> [Request] Reproduce each of the items below verbatim, without changing a single character.

> [Supplied records]
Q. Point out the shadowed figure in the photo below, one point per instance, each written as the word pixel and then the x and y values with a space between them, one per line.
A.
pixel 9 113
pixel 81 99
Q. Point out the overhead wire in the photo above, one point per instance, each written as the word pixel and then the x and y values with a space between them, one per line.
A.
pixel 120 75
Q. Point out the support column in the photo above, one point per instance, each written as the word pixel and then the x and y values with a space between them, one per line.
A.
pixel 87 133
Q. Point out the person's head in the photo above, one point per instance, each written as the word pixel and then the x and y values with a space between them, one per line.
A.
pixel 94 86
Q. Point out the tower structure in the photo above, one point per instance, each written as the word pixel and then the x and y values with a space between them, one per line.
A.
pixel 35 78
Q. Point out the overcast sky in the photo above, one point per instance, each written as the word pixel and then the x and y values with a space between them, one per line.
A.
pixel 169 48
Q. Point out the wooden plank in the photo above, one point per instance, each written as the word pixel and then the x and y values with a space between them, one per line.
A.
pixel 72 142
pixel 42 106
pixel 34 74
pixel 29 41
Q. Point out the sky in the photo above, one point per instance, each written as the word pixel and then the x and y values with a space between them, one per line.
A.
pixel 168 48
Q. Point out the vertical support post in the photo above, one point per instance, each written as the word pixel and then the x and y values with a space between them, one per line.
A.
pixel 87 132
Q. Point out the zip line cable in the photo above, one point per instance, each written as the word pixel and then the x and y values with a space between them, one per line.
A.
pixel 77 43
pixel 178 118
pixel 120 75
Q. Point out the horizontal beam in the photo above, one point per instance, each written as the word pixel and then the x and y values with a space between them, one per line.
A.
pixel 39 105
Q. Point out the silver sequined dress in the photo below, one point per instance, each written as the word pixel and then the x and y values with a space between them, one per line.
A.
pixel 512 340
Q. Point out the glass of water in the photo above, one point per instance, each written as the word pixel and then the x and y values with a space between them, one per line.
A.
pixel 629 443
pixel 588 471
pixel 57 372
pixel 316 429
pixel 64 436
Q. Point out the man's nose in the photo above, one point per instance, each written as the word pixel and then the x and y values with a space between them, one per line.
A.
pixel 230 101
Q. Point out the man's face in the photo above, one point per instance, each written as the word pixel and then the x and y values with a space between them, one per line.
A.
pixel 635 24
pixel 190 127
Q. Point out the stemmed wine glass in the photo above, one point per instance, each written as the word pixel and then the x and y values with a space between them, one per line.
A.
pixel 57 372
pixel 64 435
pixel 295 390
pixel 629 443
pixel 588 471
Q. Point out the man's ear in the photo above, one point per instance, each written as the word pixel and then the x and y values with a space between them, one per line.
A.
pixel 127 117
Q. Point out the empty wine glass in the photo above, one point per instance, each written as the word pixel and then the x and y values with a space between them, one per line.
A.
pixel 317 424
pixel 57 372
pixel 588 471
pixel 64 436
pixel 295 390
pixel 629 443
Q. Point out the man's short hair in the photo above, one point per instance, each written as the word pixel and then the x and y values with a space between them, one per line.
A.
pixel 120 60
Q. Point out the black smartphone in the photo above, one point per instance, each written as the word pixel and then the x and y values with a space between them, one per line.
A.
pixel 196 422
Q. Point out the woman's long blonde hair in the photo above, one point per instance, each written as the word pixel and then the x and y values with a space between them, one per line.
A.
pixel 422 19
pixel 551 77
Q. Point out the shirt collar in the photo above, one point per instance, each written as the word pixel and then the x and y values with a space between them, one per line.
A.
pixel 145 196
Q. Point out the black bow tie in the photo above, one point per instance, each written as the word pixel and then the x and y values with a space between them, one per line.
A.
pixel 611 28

> [Answer to the task]
Q. Point out the shadowed figure in the photo below, one point per instance, each written as the word pixel and then the x and y values with a space between them, one per line.
A.
pixel 9 113
pixel 81 99
Q. Point out the overhead wire in the photo above, one point per instance, each written as the word pixel and then the x and y values with a space between them, one per line.
A.
pixel 120 75
Q. Point out the support column in the photo above, one point per instance, each written as the word pixel and then the x and y values with a space between them, one per line.
A.
pixel 87 133
Q. Point out the person's head in the photo above, one point per instance, each written as the word pixel and then the x and y values with a space between them, one per line.
A.
pixel 94 86
Q. Point out the tower structure in the photo above, one point per instance, each written as the word pixel and then the x and y values with a space between them, one per line.
A.
pixel 35 78
Q. Point out the overcast sky in the photo above, one point per instance, each written as the word pixel and then the x and y values with a space between them, one per line.
A.
pixel 169 48
Q. Point out the wooden plank in the photo above, one point per instance, each written as the word pixel and then the x and y values with a space between them, one per line.
A.
pixel 72 142
pixel 42 106
pixel 34 74
pixel 29 41
Q. Point out the sky in the photo above, one point per instance, each written as the word pixel and then the x and y values with a space between them, one per line.
A.
pixel 168 48
Q. Point out the vertical support post in the photo above, one point per instance, each written as the word pixel and then the x and y values with a space between them, one per line.
A.
pixel 87 132
Q. Point out the zip line cable in the photo above, one point per instance, each written as the word pixel and then the x and y values with a space between them, one per line.
A.
pixel 77 43
pixel 178 118
pixel 120 75
Q. Point out the horizontal beam in the photo above, one point per instance, each written as the word pixel and then the x and y values with a space between them, one per line.
A.
pixel 39 105
Q. Point out the silver sequined dress in the photo below, one point per instance, each written as the word pixel and then the x and y values with a space between them, one per line.
A.
pixel 512 340
Q. Point out the glass of water in the photo above, one point per instance, each written as the word pixel and then the x and y values with a space between them, one per line.
A.
pixel 629 443
pixel 588 471
pixel 57 372
pixel 316 429
pixel 64 436
Q. Point out the man's nose in the photo above, one point per instance, each written as the word pixel and then the x and y values with a space between them, one per line.
A.
pixel 230 101
Q. Point out the man's face in the photo above, one point per instance, each written as the word pixel and then the x and y values with a space between them, one per line.
A.
pixel 635 24
pixel 190 127
Q. Point out the stemmed wine glass in the photo above, one point per instance, each written as the word pixel and then the x and y values with a space between them, one per line.
A.
pixel 57 372
pixel 64 435
pixel 295 390
pixel 629 443
pixel 588 471
Q. Point out the man's ear in the photo above, one point per instance, each written as the word pixel and then the x and y values with a space between them, one per line.
A.
pixel 127 117
Q. Point out the empty wine glass in the photo above, one point per instance, each written as the word pixel and then the x and y values with a space between them, one per line.
A.
pixel 317 424
pixel 57 372
pixel 588 471
pixel 64 436
pixel 295 390
pixel 629 443
Q. Point out the man's short hair in the photo above, one point per instance, each written as the word pixel and then the x and y values with a space between them, one per line.
A.
pixel 120 60
Q. Point out the black smartphone in the photo above, one point per instance, each written as the word pixel and then the x and y values with a space between them, one per line.
A.
pixel 196 422
Q. Point out the woman's long blonde hair in the photo above, one point per instance, each written as the word pixel and then the x and y values with a space between them, one per line.
A.
pixel 422 19
pixel 551 77
Q. Point out the shirt collar in the photo above, one point per instance, each written as the word pixel and then the x and y values with a space between them, one per line.
A.
pixel 145 196
Q. Point out the black bow tie in the photo above, one point per instance, each written as the word pixel and then the x and y values with a space between them, one per line.
A.
pixel 611 28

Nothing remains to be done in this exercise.